What is needed –
In the records below, take the part that opens with the line containing "of the pink" and closes with the line containing "(451, 1195)", and substitute "pink floral blazer" for "pink floral jacket" while keeping everything else unchanged. Return only that part.

Input data –
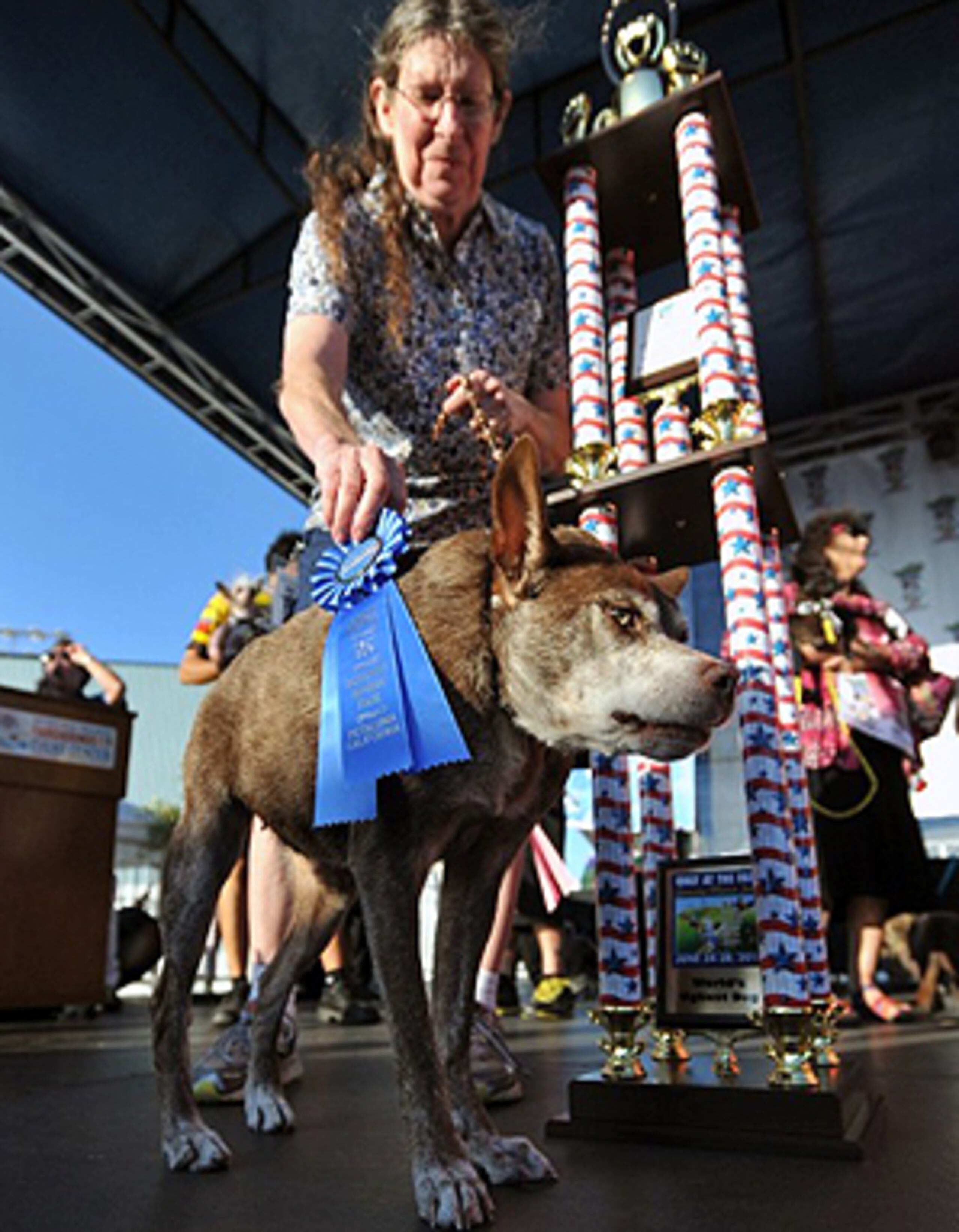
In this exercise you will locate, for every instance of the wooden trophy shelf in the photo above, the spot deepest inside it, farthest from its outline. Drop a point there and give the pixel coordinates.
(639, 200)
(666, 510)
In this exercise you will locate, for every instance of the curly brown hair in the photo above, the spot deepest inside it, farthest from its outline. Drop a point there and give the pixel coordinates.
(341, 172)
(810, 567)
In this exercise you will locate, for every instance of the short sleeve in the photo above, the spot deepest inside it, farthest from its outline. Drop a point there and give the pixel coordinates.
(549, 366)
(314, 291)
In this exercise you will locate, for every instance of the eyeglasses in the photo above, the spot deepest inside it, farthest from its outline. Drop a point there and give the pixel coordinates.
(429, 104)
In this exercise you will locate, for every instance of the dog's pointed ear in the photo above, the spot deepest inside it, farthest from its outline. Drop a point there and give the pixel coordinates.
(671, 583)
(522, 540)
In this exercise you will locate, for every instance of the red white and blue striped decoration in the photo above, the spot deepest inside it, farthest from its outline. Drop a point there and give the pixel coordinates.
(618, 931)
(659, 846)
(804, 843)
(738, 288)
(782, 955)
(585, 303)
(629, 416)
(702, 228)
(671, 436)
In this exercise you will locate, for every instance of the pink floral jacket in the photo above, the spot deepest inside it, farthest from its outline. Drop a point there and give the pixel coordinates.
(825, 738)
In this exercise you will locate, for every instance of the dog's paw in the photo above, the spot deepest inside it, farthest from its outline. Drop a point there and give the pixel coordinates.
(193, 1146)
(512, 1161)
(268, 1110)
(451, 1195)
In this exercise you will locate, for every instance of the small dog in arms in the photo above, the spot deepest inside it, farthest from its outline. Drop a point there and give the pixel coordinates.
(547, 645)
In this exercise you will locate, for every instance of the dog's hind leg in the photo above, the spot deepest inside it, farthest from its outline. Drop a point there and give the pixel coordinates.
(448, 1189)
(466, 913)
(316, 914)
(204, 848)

---

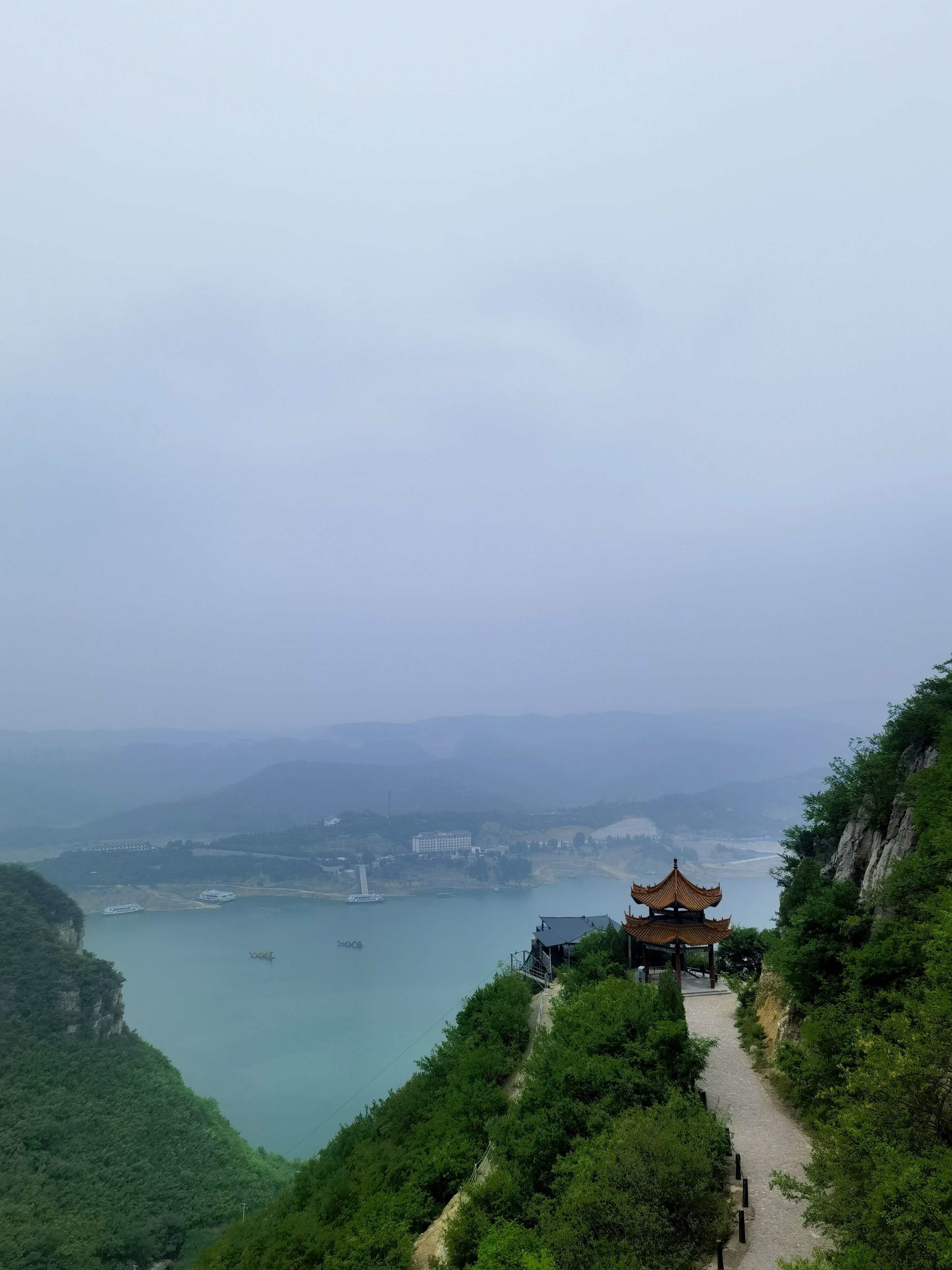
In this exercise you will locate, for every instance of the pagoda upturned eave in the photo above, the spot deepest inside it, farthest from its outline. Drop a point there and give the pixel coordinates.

Exercise result –
In this exercise you will locate, for every instance of the pink floral blazer in the photo above, the spot deepest inside it, farthest from its outline. Drop a point there and give the pixel coordinates.
(825, 738)
In this exercise you will locate, for every instance of the dog's paw in the photo above, the spot deepest inside it, farthest from its outline. Drop a point there and give the pixel coordinates.
(193, 1146)
(512, 1161)
(268, 1110)
(451, 1195)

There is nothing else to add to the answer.